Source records

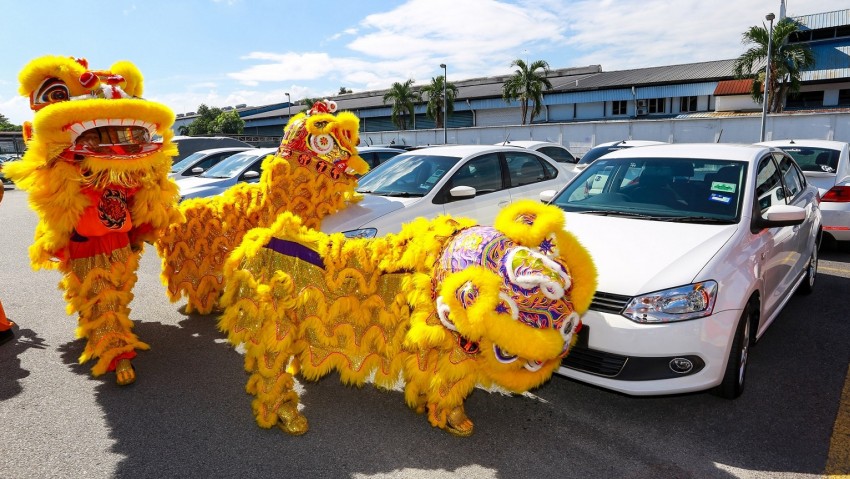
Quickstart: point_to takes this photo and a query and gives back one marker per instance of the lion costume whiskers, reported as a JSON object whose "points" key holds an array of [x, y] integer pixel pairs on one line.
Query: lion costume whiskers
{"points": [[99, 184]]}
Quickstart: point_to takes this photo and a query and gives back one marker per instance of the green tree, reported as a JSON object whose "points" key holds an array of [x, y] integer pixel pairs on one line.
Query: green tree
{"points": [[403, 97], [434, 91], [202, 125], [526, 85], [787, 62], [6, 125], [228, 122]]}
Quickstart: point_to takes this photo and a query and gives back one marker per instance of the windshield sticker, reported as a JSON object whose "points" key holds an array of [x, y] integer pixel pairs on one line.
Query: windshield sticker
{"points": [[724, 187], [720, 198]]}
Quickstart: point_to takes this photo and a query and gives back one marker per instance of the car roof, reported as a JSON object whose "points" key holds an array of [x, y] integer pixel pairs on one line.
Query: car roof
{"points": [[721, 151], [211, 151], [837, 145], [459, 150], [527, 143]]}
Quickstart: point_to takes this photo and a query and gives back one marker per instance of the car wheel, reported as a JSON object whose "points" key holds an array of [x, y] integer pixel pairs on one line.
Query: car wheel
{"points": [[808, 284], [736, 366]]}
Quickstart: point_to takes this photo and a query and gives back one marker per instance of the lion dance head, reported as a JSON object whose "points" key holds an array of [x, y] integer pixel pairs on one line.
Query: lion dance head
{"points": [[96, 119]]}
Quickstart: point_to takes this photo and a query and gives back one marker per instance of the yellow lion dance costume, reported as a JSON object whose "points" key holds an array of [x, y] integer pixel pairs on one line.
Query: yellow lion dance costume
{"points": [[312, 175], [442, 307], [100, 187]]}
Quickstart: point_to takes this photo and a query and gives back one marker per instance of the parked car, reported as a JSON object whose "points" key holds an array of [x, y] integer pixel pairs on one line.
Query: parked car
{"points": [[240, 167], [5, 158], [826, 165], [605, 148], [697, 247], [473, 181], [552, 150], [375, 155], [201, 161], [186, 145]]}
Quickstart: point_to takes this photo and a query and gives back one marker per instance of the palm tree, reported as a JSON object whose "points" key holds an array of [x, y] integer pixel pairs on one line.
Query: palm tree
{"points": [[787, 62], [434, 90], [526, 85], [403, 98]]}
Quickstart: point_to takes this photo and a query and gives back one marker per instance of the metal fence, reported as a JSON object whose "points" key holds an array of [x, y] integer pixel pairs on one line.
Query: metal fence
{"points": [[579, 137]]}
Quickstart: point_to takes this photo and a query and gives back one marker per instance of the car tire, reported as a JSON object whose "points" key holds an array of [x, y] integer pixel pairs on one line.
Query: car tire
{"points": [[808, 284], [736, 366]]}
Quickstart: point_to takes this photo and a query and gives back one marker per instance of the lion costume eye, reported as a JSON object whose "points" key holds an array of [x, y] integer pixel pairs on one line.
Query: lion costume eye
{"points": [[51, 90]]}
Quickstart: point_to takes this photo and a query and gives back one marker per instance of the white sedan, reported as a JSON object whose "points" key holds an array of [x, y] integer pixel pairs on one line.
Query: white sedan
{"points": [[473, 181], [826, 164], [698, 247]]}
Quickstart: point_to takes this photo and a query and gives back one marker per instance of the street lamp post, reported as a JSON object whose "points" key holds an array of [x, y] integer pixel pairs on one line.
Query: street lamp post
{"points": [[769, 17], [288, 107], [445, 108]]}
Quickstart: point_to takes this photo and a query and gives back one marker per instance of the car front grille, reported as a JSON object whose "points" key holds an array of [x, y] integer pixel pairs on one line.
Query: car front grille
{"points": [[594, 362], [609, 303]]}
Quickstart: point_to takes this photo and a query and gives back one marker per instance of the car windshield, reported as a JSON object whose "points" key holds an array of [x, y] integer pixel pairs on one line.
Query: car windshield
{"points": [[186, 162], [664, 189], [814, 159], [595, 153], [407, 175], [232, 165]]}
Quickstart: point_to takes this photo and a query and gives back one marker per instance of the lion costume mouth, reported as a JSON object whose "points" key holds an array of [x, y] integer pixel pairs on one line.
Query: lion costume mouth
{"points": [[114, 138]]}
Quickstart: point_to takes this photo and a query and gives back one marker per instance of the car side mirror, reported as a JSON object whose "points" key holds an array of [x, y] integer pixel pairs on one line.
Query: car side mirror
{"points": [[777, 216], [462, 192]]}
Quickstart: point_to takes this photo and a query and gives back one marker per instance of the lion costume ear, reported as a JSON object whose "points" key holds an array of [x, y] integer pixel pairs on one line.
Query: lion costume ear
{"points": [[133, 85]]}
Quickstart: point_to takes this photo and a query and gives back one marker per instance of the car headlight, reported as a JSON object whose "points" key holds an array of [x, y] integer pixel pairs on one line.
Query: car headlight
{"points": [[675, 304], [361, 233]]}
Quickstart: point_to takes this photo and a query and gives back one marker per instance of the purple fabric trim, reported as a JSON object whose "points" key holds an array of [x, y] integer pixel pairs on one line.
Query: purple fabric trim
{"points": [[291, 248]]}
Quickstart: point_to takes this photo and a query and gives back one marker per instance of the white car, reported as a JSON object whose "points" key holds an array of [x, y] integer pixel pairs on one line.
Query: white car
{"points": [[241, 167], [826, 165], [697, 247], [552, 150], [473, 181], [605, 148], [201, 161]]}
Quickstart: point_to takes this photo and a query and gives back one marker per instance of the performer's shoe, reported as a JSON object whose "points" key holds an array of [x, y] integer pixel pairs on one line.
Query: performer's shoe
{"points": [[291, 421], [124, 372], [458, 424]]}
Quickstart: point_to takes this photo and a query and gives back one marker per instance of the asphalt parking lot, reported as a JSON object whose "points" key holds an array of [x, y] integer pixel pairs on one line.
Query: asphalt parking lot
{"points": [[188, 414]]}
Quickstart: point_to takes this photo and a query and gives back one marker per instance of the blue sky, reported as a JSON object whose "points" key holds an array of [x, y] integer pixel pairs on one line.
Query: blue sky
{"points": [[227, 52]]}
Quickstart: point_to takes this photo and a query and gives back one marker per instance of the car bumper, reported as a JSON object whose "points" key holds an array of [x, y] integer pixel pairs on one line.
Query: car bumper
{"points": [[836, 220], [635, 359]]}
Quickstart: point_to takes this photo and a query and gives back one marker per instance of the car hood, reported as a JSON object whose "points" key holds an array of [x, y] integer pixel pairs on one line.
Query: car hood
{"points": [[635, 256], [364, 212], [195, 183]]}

*What the task asks*
Arrange the listing above as a two-column CSV with the headers input and output, giving one row for each answer. Put the full text that comes before that answer in input and the answer in output, with both fields quoted, line breaks turned into spaces, and the pictures omitted.

*The reply*
input,output
"Quickstart: point_to takes this photo and a query and gives back one marker per instance of the lion costume whiskers, reported as a JSON object whose ""points"" key holds an array of [x, y] integer pixel pairs on one line. Query: lion costume whiskers","{""points"": [[99, 184]]}"
"Quickstart: point_to takes this photo and a query and gives back one marker per instance of the green tree, reported as a JSON object whose ""points"" key holds an array of [x, y] integer pixel pairs on one line. Query: green tree","{""points"": [[403, 97], [434, 91], [202, 125], [526, 85], [787, 62], [6, 125], [228, 122]]}"
"Quickstart: point_to takes this photo and a query and gives back one marker per instance of the windshield sticker, reported as a JSON object whose ""points"" key holds an array of [x, y] integer pixel pairs on one line. Query: windshield sticker","{""points"": [[724, 187], [720, 198]]}"
"Quickstart: point_to takes this photo and a query and gives back one marker per instance of the car roof, reported as a JSON object whose ""points"" key holds an array of [x, y] integer pixel pairs on one line. Query: car roof","{""points"": [[721, 151], [211, 151], [837, 145], [459, 150], [527, 143]]}"
"Quickstart: point_to takes this photo and a query and gives back one marker per instance of the car wheel, reported as a JSON object whose ""points"" key holds an array of [x, y] integer pixel pairs on one line. Query: car wheel","{""points"": [[808, 284], [736, 366]]}"
"Quickstart: point_to takes this photo and a query and gives back one marker per instance of the lion dance head, reported as a JSON object whose ""points"" key holds an array of [x, y] integer pixel pairs on one line. Query: lion dance head","{""points"": [[96, 119]]}"
"Quickstart: point_to takes this photo and a query and gives back one marker per instance of the yellow lion dance costume, reported as a JSON object whose ""points"" key holds an array of [x, y] integer pixel pairs on one line. Query: yellow lion dance costume","{""points"": [[312, 175], [442, 307], [100, 187]]}"
"Quickstart: point_to takes this photo and a query and gives back one marker per instance of the parked car, reported as a JSON object whose ""points"" key holds an array of [x, y] integer pixel pairs on one line. Query: parked car","{""points"": [[240, 167], [5, 158], [826, 165], [605, 148], [697, 247], [473, 181], [552, 150], [375, 155], [201, 161], [186, 145]]}"
"Quickstart: point_to takes this photo and a query and gives back one marker per instance of the palm tree, reported as a JSON object whose ""points"" key holds an array of [x, y] integer pixel pairs on one line. Query: palm tree","{""points"": [[787, 62], [434, 90], [526, 85], [403, 98]]}"
"Quickstart: point_to takes this photo and a query and gives back one marker per instance of the metal fence, reported as a JSON object whose ""points"" key holds an array of [x, y] integer pixel pairs on one line. Query: metal fence","{""points"": [[579, 137]]}"
"Quickstart: point_to takes this photo and a query and gives back one marker per instance of the car tire, reported as a JSON object whose ""points"" key holds an array of [x, y] integer pixel pairs on one line. Query: car tire","{""points"": [[808, 284], [736, 366]]}"
"Quickstart: point_to takes this photo and a query and gives back one marker per instance of the lion costume eye, reported as a JSON object whose ""points"" key holds an array of [x, y] integer pixel pairs on one line. Query: lion costume eye","{""points"": [[51, 90]]}"
"Quickstart: point_to takes this photo and a query and gives back one marker per instance of the white sedan, reported as a JSON object whose ""points"" key holds an array of [x, y] integer pixel pairs on one line. Query: white sedan","{""points"": [[473, 181], [826, 164], [698, 247]]}"
"Quickstart: point_to takes this photo and a query and gives back one marker per instance of the street lamp post, reported as a JSON object whose ""points"" key holds an array of [x, y] integer pixel pairs on one line. Query: street lamp post","{""points"": [[769, 17], [288, 107], [445, 108]]}"
"Quickstart: point_to takes this photo and a query and gives back one marker per instance of the car front grille, reported as a JSON object whose ""points"" key holds an array of [x, y] integer pixel pairs on one line. Query: car front grille","{""points"": [[594, 362], [609, 303]]}"
"Quickstart: point_to takes this photo and a query and gives back one marker per instance of the car windshield, reported as a JSON object whose ""points"" key holds an array of [x, y] integer pixel pairs on one line. Query: car windshield","{""points"": [[186, 162], [664, 189], [814, 159], [595, 153], [407, 175], [232, 165]]}"
"Quickstart: point_to takes this photo and a query and gives back one marker per instance of the lion costume mouth, reported as a JSON object whose ""points"" key holds an array of [x, y] integer pixel pairs on one line. Query: lion costume mouth","{""points"": [[114, 138]]}"
"Quickstart: point_to takes this photo and a query and gives back one marker per instance of the car side mirror, reported as a JSON object whose ""points"" key holds an array of [x, y] integer pixel pairs on one line. Query: car side mirror","{""points"": [[777, 216], [462, 192]]}"
"Quickstart: point_to takes this photo and a query and gives back one marker per instance of the lion costume ear, reported as a JSON object whose ""points"" key holds an array of [x, y] integer pixel pairs on one line. Query: lion costume ear","{""points"": [[133, 85]]}"
"Quickstart: point_to takes this photo and a query and gives back one marker per instance of the car headlight, reported as a JSON object whose ""points"" key holds an array of [x, y] integer pixel pairs on one line. Query: car headlight","{""points"": [[675, 304], [361, 233]]}"
"Quickstart: point_to takes this photo and a query and gives back one marker per instance of the purple fabric trim, reported as a JSON object whose ""points"" key holds an array of [x, y] integer pixel pairs on one line. Query: purple fabric trim","{""points"": [[291, 248]]}"
"Quickstart: point_to takes this photo and a query and gives back one marker per instance of the white car, reported as a JSON object whose ""points"" key holds an array of [x, y] integer pixel pairs on one line. Query: white car","{""points"": [[241, 167], [826, 165], [697, 247], [552, 150], [473, 181], [605, 148], [201, 161]]}"
"Quickstart: point_to takes this photo and a query and gives back one marker per instance of the performer's shoe, reported as a JSON object whose ""points"" key holds an array of [x, y] integer pixel pairs on one line. Query: performer's shoe","{""points"": [[291, 421], [124, 372], [458, 424]]}"
"Quickstart: point_to takes this photo and a query and gives back one marker per instance of the asphalt parking lot, reported as a JSON object whose ""points"" key holds an array of [x, y] integer pixel pairs on one line. Query: asphalt parking lot","{""points"": [[188, 414]]}"
"Quickstart: point_to takes this photo and a query and gives back one marker per instance of the blue sky, reported as a JSON object whose ""points"" key holds an array of [x, y] integer pixel pairs on one line. Query: blue sky","{""points"": [[227, 52]]}"
"Quickstart: point_to takes this photo and a query and gives back one marker per instance of the car bumper, reported as a JSON object whose ""points"" key holds an array of [x, y] integer pixel pairs on one line. Query: car bumper","{""points"": [[836, 220], [635, 359]]}"
"Quickstart: point_to takes this photo and a query and gives back one marker per instance of the car hood, reported as a JSON object whose ""points"" key holds an array of [x, y] integer pixel pairs on one line. Query: car hood","{""points"": [[635, 256], [364, 212], [195, 183]]}"